◆ **Work to be completed**: Rewrite all of the rows below, requests included, multiplying every bounding box coordinate in the answers by 1.75 and rounding to whole numbers, with halves rounded up. Keep the sample coordinates inside the requests unchanged, and leave the pictures out.

## start

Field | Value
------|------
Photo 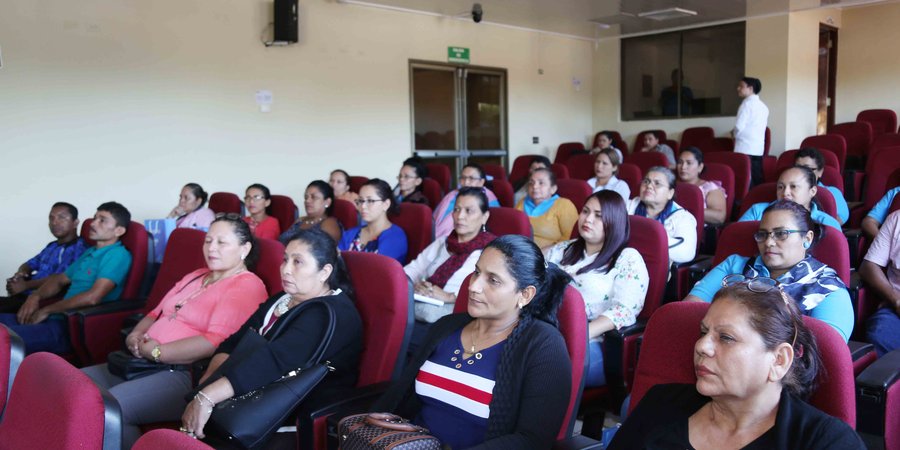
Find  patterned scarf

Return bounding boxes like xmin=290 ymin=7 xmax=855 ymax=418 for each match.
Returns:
xmin=744 ymin=255 xmax=847 ymax=313
xmin=428 ymin=230 xmax=497 ymax=288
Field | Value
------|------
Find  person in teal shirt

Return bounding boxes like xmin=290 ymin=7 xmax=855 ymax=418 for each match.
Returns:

## end

◆ **Complete answer**:
Field | Value
------|------
Photo 
Find  patterned scarf

Return bounding boxes like xmin=290 ymin=7 xmax=855 ymax=418 for each match.
Returns:
xmin=1302 ymin=446 xmax=1482 ymax=548
xmin=749 ymin=403 xmax=870 ymax=504
Field | Value
------|------
Find  person in teal shirt

Return bounding boxes like xmin=290 ymin=7 xmax=855 ymax=418 for each match.
Returns:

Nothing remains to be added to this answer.